▶ Work instructions
Read the lines of the data below and retrieve those with "tree".

▶ Data for the task
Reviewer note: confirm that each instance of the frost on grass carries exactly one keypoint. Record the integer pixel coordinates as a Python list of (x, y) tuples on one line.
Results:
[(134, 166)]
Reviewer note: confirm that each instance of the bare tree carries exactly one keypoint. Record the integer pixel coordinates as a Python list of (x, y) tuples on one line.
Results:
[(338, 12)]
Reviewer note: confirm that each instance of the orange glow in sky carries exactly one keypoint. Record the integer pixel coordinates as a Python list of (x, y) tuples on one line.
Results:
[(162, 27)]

---

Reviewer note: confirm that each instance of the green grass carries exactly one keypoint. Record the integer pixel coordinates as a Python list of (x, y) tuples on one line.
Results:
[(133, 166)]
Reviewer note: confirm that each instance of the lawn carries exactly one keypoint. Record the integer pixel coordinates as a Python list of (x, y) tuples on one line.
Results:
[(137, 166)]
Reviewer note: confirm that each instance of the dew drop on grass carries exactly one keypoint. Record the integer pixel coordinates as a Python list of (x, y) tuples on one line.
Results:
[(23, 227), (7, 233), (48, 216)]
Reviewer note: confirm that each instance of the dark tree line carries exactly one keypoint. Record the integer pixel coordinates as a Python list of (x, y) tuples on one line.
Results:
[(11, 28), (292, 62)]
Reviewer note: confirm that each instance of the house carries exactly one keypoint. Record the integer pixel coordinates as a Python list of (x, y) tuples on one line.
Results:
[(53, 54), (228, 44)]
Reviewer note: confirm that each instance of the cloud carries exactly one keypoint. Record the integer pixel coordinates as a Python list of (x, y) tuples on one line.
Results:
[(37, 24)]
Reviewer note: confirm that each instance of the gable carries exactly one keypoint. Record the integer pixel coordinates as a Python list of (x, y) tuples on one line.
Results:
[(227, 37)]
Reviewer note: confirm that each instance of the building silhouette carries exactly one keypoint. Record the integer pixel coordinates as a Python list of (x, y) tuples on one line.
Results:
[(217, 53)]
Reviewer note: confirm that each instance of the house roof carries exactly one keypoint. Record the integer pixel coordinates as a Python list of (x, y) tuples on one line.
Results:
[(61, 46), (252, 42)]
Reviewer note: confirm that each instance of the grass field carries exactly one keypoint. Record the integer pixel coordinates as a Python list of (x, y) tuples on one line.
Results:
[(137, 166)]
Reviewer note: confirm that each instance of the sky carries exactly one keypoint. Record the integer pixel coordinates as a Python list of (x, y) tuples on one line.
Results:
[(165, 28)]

--

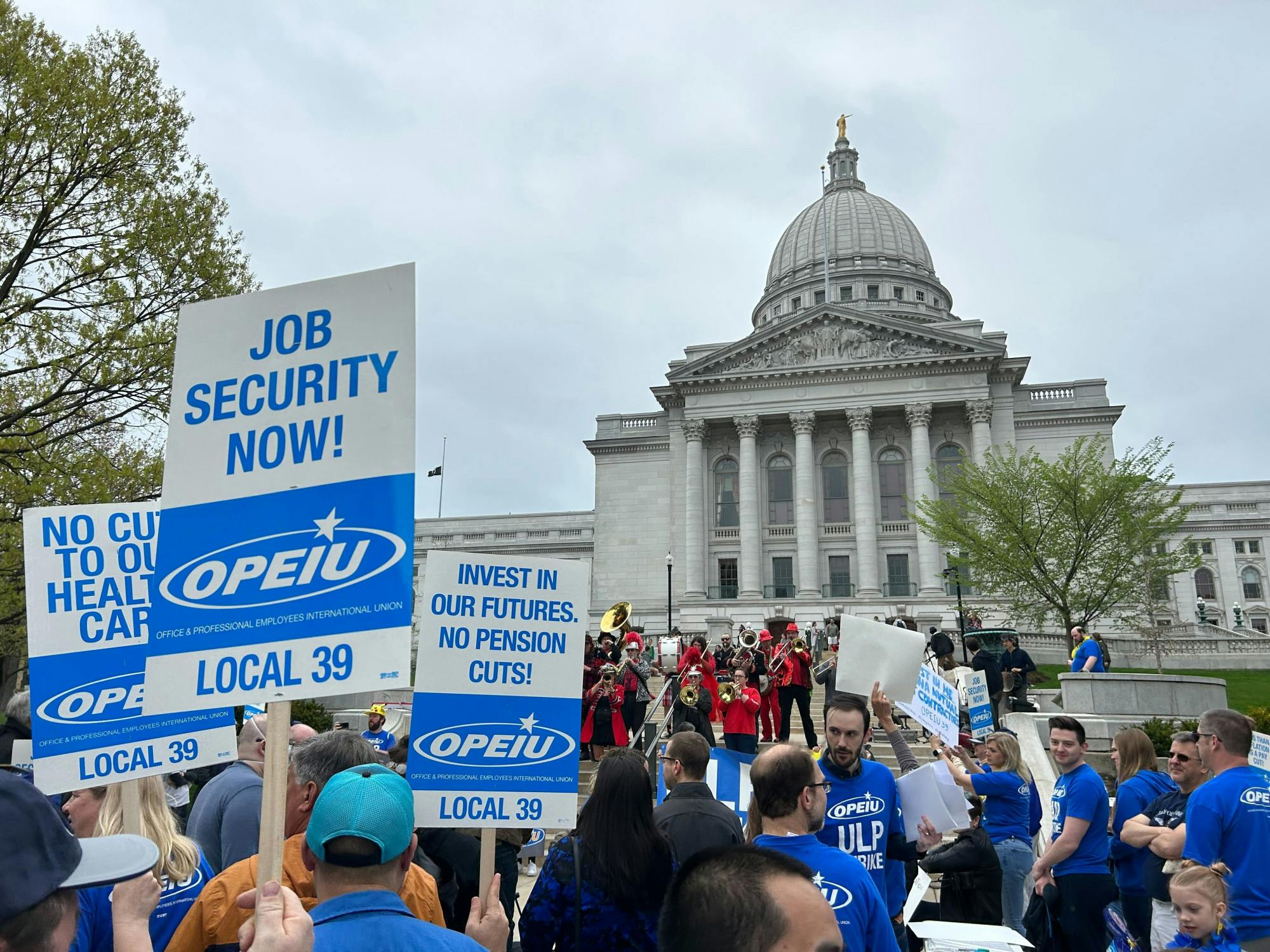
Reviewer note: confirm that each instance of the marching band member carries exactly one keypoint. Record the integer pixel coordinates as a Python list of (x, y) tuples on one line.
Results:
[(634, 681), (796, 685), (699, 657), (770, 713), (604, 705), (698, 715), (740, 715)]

▶ Written solution
Reviewer note: confirm that each instance of the bare tree carries exactly one keypoint. Record the integer pixel coordinates as a Python list of (x, y) tuples on one line.
Reviewer note: confirm that each instance of the dark tree line carries exactly one keypoint. Record the integer pixel coordinates as a Python list of (x, y) tuples on one line.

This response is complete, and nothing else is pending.